- _Challenge_
Format every line of the data below as a Markdown table with the columns Row and Line, numbering the rows and omitting blank lines. Leave the pictures out of the table.

- _Given information_
┌──
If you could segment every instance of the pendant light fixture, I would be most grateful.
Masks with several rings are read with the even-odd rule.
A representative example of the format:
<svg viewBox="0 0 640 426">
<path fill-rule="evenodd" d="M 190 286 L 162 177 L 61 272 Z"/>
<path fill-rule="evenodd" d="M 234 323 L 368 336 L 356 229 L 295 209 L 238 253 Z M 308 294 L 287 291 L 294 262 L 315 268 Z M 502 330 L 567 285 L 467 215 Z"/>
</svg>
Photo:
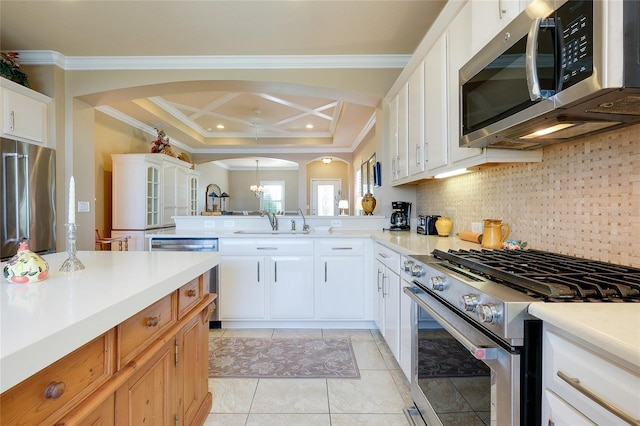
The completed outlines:
<svg viewBox="0 0 640 426">
<path fill-rule="evenodd" d="M 249 189 L 253 192 L 253 195 L 255 195 L 256 198 L 260 198 L 260 196 L 264 192 L 264 187 L 262 185 L 260 185 L 260 177 L 258 176 L 258 172 L 259 172 L 258 162 L 259 161 L 260 160 L 256 160 L 256 184 L 255 185 L 251 185 L 249 187 Z"/>
</svg>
└──
- _Solution below_
| Row | Line |
|---|---|
| 1 | If you could segment every instance of the pendant light fixture, I would be most grateful. |
| 2 | Masks with several rings are read with the even-odd rule. |
| 3 | A representative example of the format: |
| 4 | <svg viewBox="0 0 640 426"> |
| 5 | <path fill-rule="evenodd" d="M 190 286 L 162 177 L 61 272 Z"/> |
| 6 | <path fill-rule="evenodd" d="M 234 323 L 368 336 L 356 229 L 295 209 L 238 253 Z M 308 294 L 287 291 L 294 262 L 315 268 Z M 502 330 L 567 285 L 467 215 Z"/> |
| 7 | </svg> |
| 8 | Photo: |
| 9 | The completed outlines: |
| 10 | <svg viewBox="0 0 640 426"> |
| 11 | <path fill-rule="evenodd" d="M 249 189 L 253 192 L 253 195 L 255 195 L 256 198 L 260 198 L 260 196 L 264 192 L 264 187 L 262 185 L 260 185 L 260 177 L 258 176 L 258 172 L 259 172 L 258 162 L 259 161 L 260 160 L 256 160 L 256 184 L 255 185 L 251 185 L 249 187 Z"/> |
| 12 | </svg> |